Maurice Genevoix |
Ernst Jünger |
Bernard Maris |
Pierre
Pachet
Due
del 14
L'Indice
... Pierre Pachet, membro con Jean Lacoste e Tiphaine
Samoyault della direzione editoriale della “Quinzaine”, è autore di
un’ampia produzione saggistica, che spazia dal pensiero di Baudelaire
alle vicissitudini culturali e politiche dell’Europa dell’Est (Pachet è
di origine russa) e comprende testi autobiografici di una lucidità
appassionata e rigorosa molto particolare. Grecista in origine, è il
curatore della più recente e autorevole edizione francese della Repubblica di Platone. Uscito in apertura del primo numero di quest’anno della “Quinzaine” (n. 1096, 1°-15 gennaio 2014) con il titolo Deux de 14,
l’articolo commenta il libro di Bernard Maris*, in cui l’esperienza
della prima guerra mondiale, nell’occasione del centenario, è rivisitata
attraverso le testimonianze, esemplari nelle loro contrapposte
sensibilità e visioni, dei due grandi scrittori che si trovarono a
combattere sui due opposti fronti in una medesima battaglia: Maurice
Genevoix (1890-1980), autore di varie memorie e racconti pubblicati tra
il 1916 e il 1923, poi raccolti nel volume Ceux de 14 (1949) ed Ernst Jünger, autore di Tempeste d’acciaio (1920; Guanda, 1990).
Con stupefacente delicatezza
(trattandosi delle atrocità di massa della grande guerra) e con un
costante sforzo d’imparzialità, in questo libro (L’homme dans la guerre. Maurice Genevoix face à Ernst Jünger, pp.
80, € 16,Grasset, Paris 2014) Bernard Maris rimette uno di fronte
all’altro questi due combattenti in campi opposti, feriti lo stesso
giorno sulla cresta di Les Éparges, nella Mosa, il 25 aprile 1915, per
mettere a confronto il modo in cui hanno vissuto e descritto situazioni
simmetriche. In realtà, sono anche due scrittori notevoli, benché
Maurice Genevoix abbia paradossalmente un po’ sofferto del successo dei
suoi racconti sulla Sologne e sugli animali, e degli infiniti dettati
scolastici tratti da Raboliot e da Rroû, dettati
divenuti, temo, troppo difficili per gli alunni di oggi. Bernard Maris
li ha amati: prima Jünger, poi Genevoix (i due d’altronde non si sono
mai né conosciuti né letti), ed ecco che li mette a confronto tra loro.
A meno di sedici anni, Jünger,
dandy e scrittore nato, si arruola per un breve periodo nella legione
straniera, poi parte a diciannove anni per il fronte. È fortunato:
“Ferito quattordici volte, mai gravemente, salvato dalla ferita
riportata a Les Éparges (la sua unità viene decimata), salvato da
un’altra ferita agli inizi della battaglia della Somme, alla quale non
partecipa nei primi giorni (la sua unità è totalmente annientata, non
sopravvive nessuno)”. Nel 1918, riceve la croce “al merito”; sarà
l’ultimo tedesco a portarla quando morirà, a 102 anni, divenuto “il
sopravvivente” nel senso sinistro che Elias Canetti dà a questo termine
in un capitolo di Massa e potere. Il suo libro magnifico e spaventoso, Tempeste d’acciaio,
più volte riscritto, dal 1918 al 1978 (“i suoi curatori nella “Pléiade”

┄┄┄┄┄┄┄┄┄┄┄┄┄┄┄┄┄┄┄┄

## ESERCIZIO DA SVOLGERE
Ricopia dal brano su Genevoix e Jünger il passo compreso tra "Con stupefacente delicatezza" e "Ernst Jünger, pp.", estremi inclusi. Fai riferimento esclusivamente al brano.

## MATERIALE FORNITO

┄┄┄┄┄┄┄┄┄┄┄┄┄┄┄┄┄┄┄┄

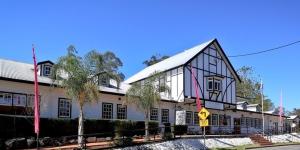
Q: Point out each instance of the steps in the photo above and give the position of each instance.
(257, 138)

┄┄┄┄┄┄┄┄┄┄┄┄┄┄┄┄┄┄┄┄

## SOLUZIONE PROPOSTA
Con stupefacente delicatezza
(trattandosi delle atrocità di massa della grande guerra) e con un
costante sforzo d’imparzialità, in questo libro (L’homme dans la guerre. Maurice Genevoix face à Ernst Jünger, pp.